TASK OBJECTIVE — Collect each line in the rows below that contains the word "foliage", and copy those lines unchanged.

MATERIAL FOR THIS TASK —

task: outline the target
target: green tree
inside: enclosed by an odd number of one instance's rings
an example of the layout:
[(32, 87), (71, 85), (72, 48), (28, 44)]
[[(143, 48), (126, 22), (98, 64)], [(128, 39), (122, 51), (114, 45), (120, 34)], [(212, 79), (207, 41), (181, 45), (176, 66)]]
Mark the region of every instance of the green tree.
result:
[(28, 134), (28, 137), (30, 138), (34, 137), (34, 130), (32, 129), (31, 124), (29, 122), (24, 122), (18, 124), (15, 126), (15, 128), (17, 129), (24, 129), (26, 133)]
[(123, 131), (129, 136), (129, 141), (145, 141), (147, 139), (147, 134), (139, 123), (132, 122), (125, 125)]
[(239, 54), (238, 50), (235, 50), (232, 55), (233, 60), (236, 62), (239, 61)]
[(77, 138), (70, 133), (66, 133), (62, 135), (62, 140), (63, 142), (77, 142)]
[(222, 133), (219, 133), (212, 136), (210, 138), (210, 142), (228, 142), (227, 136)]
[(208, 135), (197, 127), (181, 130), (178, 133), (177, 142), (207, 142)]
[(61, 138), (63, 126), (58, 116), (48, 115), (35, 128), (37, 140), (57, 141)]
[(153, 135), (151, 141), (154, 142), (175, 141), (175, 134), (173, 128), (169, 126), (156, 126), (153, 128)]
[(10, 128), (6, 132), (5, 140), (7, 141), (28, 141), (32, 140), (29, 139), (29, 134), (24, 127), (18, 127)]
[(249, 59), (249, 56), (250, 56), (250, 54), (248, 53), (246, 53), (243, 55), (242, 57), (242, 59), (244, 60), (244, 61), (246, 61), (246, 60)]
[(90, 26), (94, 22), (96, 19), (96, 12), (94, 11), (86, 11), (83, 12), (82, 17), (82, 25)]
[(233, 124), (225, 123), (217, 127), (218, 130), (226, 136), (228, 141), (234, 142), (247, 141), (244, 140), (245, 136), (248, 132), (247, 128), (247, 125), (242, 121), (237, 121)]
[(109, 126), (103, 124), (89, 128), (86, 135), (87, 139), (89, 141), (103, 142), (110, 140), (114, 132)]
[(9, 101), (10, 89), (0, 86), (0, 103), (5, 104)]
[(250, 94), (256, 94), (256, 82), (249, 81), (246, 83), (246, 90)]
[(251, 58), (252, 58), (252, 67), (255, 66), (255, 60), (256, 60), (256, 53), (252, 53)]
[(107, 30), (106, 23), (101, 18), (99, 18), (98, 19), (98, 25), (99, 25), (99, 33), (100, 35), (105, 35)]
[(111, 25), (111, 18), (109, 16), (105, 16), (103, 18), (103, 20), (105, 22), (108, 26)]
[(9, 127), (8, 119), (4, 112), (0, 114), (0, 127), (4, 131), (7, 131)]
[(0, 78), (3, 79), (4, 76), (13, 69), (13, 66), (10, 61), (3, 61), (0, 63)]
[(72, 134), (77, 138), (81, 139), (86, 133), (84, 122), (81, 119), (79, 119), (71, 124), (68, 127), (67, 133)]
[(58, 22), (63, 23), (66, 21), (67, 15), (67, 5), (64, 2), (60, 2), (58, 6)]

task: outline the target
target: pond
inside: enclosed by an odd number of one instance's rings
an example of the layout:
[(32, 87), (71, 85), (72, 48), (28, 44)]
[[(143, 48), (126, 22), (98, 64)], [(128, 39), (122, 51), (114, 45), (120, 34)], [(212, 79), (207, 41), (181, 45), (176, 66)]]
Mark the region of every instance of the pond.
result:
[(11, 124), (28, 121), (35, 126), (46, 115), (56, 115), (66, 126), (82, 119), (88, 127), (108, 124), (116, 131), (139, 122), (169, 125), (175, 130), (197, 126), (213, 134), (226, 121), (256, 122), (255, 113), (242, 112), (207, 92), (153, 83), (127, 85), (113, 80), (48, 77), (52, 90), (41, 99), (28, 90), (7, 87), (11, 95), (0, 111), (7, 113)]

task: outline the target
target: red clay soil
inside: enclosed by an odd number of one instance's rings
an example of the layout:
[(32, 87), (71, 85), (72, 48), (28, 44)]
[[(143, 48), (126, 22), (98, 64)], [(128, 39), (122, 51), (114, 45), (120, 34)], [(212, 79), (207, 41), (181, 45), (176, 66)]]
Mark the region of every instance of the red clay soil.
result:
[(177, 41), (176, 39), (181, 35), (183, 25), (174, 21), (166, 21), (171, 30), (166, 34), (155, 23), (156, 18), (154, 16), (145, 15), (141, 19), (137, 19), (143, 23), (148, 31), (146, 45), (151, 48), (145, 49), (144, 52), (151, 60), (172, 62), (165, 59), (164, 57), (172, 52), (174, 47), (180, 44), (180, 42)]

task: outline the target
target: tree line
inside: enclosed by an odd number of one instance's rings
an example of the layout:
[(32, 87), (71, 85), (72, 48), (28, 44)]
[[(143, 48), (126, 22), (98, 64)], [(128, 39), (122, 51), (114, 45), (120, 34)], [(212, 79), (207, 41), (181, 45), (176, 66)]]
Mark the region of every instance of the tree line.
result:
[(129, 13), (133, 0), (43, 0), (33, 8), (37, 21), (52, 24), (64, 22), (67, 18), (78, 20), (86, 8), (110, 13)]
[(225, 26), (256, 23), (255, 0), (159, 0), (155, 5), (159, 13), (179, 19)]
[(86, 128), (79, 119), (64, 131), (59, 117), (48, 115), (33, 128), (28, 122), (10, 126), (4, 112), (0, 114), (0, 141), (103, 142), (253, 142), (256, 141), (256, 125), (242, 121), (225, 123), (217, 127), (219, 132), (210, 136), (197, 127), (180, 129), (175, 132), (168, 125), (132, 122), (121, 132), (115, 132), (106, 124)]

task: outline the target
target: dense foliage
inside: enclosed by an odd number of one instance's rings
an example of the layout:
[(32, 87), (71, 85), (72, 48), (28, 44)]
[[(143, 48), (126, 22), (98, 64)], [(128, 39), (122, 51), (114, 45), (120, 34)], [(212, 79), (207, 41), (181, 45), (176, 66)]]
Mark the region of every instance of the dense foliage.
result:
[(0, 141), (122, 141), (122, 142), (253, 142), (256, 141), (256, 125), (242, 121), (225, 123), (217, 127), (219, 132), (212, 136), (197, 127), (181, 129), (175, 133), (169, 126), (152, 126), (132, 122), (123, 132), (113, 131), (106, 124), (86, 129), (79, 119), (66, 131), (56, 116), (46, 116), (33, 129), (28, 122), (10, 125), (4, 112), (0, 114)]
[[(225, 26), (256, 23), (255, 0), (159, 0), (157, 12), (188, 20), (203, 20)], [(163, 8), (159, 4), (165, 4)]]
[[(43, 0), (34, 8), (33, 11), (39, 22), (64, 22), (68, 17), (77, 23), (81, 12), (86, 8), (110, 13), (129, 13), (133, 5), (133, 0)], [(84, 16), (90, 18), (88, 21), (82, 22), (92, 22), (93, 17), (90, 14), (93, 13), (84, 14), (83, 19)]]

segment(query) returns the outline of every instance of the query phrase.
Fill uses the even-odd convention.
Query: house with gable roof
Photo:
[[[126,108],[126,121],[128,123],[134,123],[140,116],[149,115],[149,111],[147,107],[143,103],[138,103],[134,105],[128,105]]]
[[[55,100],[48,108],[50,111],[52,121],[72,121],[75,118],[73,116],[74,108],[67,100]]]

RESPONSE —
target: dense foliage
Mark the region of every instance of the dense foliage.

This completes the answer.